▸ **Given instruction**: Copy each of the following records verbatim, keeping every line as it stands.

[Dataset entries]
☆ ☆ ☆ ☆
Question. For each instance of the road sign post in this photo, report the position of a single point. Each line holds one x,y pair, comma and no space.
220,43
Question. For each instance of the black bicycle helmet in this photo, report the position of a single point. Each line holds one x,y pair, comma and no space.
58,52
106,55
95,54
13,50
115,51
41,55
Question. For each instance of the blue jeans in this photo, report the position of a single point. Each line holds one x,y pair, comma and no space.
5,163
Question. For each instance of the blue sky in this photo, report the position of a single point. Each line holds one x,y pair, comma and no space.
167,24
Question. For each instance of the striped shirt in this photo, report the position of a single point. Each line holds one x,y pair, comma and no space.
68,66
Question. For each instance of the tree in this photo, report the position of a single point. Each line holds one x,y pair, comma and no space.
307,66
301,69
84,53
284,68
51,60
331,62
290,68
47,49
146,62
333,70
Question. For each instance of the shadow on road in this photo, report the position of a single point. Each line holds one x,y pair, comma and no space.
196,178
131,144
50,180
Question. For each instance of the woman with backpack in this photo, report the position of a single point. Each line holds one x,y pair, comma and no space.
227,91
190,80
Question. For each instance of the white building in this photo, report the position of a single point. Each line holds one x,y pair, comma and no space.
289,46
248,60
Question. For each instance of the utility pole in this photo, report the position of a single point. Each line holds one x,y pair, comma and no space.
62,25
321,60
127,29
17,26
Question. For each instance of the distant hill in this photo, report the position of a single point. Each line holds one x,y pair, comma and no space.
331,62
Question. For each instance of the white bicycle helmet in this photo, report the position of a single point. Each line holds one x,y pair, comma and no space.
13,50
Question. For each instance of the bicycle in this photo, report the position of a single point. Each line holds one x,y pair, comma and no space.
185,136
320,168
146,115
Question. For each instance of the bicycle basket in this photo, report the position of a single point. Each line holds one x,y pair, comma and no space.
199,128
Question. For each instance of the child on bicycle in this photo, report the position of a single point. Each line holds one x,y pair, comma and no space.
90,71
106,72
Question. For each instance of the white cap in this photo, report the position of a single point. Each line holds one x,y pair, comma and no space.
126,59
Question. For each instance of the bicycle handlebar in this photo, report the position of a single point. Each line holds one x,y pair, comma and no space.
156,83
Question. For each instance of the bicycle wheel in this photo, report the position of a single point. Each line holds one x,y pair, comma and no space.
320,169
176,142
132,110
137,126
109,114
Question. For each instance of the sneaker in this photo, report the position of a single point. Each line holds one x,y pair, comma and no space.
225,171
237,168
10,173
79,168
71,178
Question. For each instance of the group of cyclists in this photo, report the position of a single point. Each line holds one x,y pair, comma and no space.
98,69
☆ ☆ ☆ ☆
▸ **Solution for this exercise**:
Question. For each instance of the road sign post in this photo, report the position of a single point. Each line holds one x,y pair, comma and no space.
220,43
Question. For each instance of the black bicycle helmet in this photo, report the position of a single point. Each line holds one x,y pair, comma and no space.
58,52
106,55
95,54
13,50
115,51
41,55
Question. For each instance of the blue jeans in this photo, report the position of a single point. Each line holds one x,y pair, comma and no space.
5,163
Question. For each instance of the blue sky in this photo, report the position of a single point. Each line holds one x,y pair, comma and no space.
167,24
Question. For each instance of the striped shirt in this photo, report the position of a single point. Each line holds one x,y pair, comma and no space.
68,66
Question. For each instance of the tree in this photo, report the position of a single point. Each line holds one x,y pair, comma and no space.
307,66
301,69
84,53
284,68
51,60
331,62
290,68
47,49
146,62
333,70
Question. For each instance of the shadow on road in this photo, report the position of a single point. Each line holds one x,y pair, comma and no space.
196,178
131,144
50,180
Question. For each instance of the woman with backpack in this photo, report the position of a single point. Each line holds one x,y pair, comma and no space.
227,91
190,80
Question. For each instance of the white building in this photo, report the position of a single point. Each line holds one x,y pair, comma and no space.
289,46
248,60
Question. For each instance of the utility pole in this photo, report the position of a single point. Each line holds one x,y pair, comma and no space.
62,25
321,60
127,29
17,26
Question. For each instance of the distant hill in this photo, report the position of a single point. Each line holds one x,y pair, comma and no space.
331,62
Question. For each instance of the white bicycle helmet in this photo, report the position of a single point. Each line holds one x,y pair, comma and no space.
13,50
Question. For each instance of the bicycle in this photo, report the position of a single point. Each line holds one x,y pair, comma and no space.
185,136
320,168
146,115
Question. For each instance of the bicycle basket in this photo, report the position of a single point. Each line holds one x,y pair, comma and no space.
199,128
Question. For each instance of the child on bicycle in this photo, report the position of a single point. Each line holds one x,y pair, comma and no space.
90,71
106,72
Question. For each instance of the white cap in this photo, report the position of a single point. Each line holds one x,y pair, comma and no space.
126,59
Question. For each instance of the bicycle handlebar in this photo, report the position of a single point. Each line holds one x,y pair, comma and no space.
156,83
Question. For each instance of the bicycle wheel in this photo, report the position of a single point. Each line holds one x,y pair, comma and no space.
320,169
176,142
132,110
137,126
109,114
Question. For each instance of the sneaker in this photo, report the position of a single point. Each line holds one x,y pair, comma and no space.
225,171
237,168
10,173
79,168
71,178
Question. For each instance of the group of cyclists in this photo, report the position of a single point. Each line holds one x,y pair, comma and no space.
98,69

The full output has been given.